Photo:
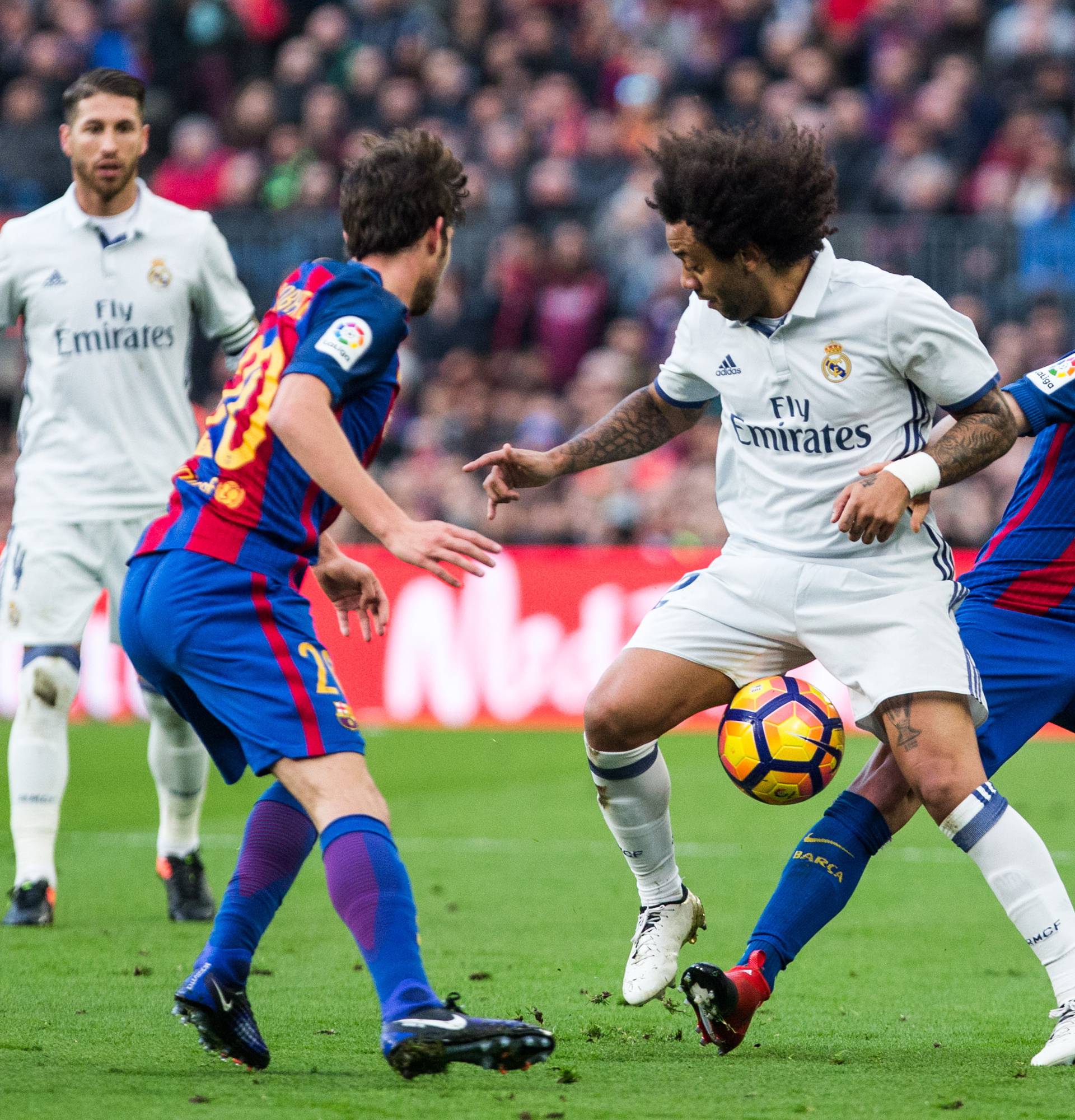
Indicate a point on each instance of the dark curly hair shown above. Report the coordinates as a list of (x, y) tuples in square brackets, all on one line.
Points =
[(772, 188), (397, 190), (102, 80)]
◆ ◆ ◆
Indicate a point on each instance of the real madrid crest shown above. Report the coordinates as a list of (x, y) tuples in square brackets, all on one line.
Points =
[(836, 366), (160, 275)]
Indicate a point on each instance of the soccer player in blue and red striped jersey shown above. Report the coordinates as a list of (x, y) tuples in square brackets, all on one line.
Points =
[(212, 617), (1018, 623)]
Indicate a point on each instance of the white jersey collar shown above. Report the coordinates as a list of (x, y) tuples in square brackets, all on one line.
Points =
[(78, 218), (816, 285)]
◆ ◆ ◆
Reproduce the stretch of items from the line containing "Indicate a point on each instance of the real" through the line containing "[(212, 617), (1018, 623)]", putting "club crest" in place of "real madrid crest" and keeping everything else the same.

Indicate a point on each instance of the club crest shown above. Report the coordinates as a list of (x, y) tuples in square brackets, all on one line.
Points =
[(836, 366), (160, 275)]
Indicate a point on each instance of the soccer player in blue and red striped jersey shown above. Report the coordinates as a list of (x, y) tuples in square brackets, all on one line.
Points =
[(212, 617), (1018, 623)]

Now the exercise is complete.